··· Exercise materials ···
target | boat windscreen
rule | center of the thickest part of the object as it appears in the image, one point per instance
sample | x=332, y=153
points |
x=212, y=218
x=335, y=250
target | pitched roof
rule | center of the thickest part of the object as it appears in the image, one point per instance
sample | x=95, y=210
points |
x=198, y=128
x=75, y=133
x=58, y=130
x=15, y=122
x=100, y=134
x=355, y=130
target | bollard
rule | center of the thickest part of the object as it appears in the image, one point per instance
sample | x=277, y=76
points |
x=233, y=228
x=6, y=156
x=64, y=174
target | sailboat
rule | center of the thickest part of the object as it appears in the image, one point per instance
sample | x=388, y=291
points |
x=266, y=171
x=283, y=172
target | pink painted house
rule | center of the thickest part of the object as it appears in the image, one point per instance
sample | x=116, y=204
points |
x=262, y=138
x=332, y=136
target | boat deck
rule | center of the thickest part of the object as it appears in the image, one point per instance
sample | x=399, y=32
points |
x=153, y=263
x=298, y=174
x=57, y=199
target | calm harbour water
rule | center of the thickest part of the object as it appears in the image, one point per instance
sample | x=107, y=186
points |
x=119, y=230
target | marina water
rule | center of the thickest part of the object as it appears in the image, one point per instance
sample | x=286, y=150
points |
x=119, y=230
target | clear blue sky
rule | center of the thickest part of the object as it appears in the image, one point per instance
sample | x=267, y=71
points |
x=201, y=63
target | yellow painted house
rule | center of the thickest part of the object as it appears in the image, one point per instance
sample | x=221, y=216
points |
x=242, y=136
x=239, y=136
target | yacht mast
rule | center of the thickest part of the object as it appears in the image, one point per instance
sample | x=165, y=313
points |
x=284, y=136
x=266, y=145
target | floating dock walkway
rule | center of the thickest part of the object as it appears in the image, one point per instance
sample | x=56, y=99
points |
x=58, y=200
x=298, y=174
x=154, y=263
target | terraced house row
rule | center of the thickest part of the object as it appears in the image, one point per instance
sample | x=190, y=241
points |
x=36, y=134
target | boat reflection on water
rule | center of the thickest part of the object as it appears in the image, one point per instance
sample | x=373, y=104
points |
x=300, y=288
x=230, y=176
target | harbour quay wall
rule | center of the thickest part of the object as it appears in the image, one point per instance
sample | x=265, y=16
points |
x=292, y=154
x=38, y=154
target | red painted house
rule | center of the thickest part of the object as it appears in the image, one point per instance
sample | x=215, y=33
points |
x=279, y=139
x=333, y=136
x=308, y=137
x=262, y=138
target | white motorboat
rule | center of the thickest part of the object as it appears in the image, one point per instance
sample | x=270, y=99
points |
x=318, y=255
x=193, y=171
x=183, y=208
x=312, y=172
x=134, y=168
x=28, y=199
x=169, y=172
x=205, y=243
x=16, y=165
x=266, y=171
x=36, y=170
···
Repeat every line of the records above word for word.

target | boat windscreen
rule | center of the thickest part of the object as it appears in the image, one point per instance
sample | x=332, y=153
points |
x=212, y=218
x=335, y=250
target | pitched roof
rule | center of the thickest part of the object as it appears in the image, one point per instance
sample | x=95, y=210
points |
x=198, y=128
x=75, y=133
x=58, y=130
x=15, y=122
x=100, y=134
x=355, y=130
target | bollard
rule | center of the thickest part of the object as it appears in the image, one point per instance
sample | x=277, y=76
points |
x=233, y=228
x=6, y=156
x=64, y=174
target | sailboat
rule | center of the thickest part of the object as it appears in the image, one point per instance
sample | x=388, y=291
points |
x=266, y=171
x=283, y=172
target | pink painted house
rule | center of the thickest part of the object as it appears in the image, one point per instance
sample | x=116, y=204
points |
x=262, y=138
x=332, y=136
target | boat deck
rule | center of the thickest part of the object as it appears in the image, one point per instance
sample | x=399, y=32
points |
x=153, y=263
x=298, y=174
x=57, y=199
target | calm harbour water
rule | center of the thickest part of the object as it appears in the image, one point per instance
sample | x=107, y=186
points |
x=119, y=230
target | marina water
rule | center of the thickest part of the object as it appears in the image, one point per instance
sample | x=286, y=150
points |
x=119, y=230
target | clear blue sky
rule | center of the thickest part of the object as it appears in the image, one point per instance
sample | x=267, y=71
points |
x=201, y=63
target | yellow painted house
rule | center of the thickest part of the object as it appears in the image, one point per instance
sample | x=221, y=216
points |
x=242, y=136
x=239, y=136
target | yacht mast
rule | center of the thickest part of the object as it appears in the image, one point per instance
sample | x=165, y=313
points |
x=284, y=136
x=266, y=145
target | floating dock walkway
rule | center of the thickest part of the object as it appears in the image, one point per instance
sample | x=56, y=99
points |
x=58, y=200
x=298, y=174
x=154, y=263
target | terraced house row
rule | center of the thickest part of the object as it appears in the image, one point per instance
sample | x=190, y=241
points |
x=36, y=134
target | boat reflection on water
rule | center of the thickest part of the object as it appears in the image, one point per instance
sample | x=373, y=104
points |
x=300, y=288
x=230, y=176
target | harbour quay wall
rule | center of the thickest part of the object as it appears in the image, one point per instance
sample | x=265, y=16
points |
x=292, y=154
x=38, y=154
target | red painted house
rule | center of the thickest part of the object as it appears in the image, one point per instance
sample | x=215, y=33
points |
x=279, y=139
x=333, y=136
x=308, y=137
x=262, y=138
target | white motorboat
rule | center of the thickest part of the object as it appears in the image, one point per instance
sample | x=270, y=99
points |
x=318, y=255
x=193, y=171
x=183, y=208
x=312, y=172
x=134, y=168
x=28, y=199
x=169, y=172
x=205, y=243
x=16, y=165
x=266, y=171
x=36, y=170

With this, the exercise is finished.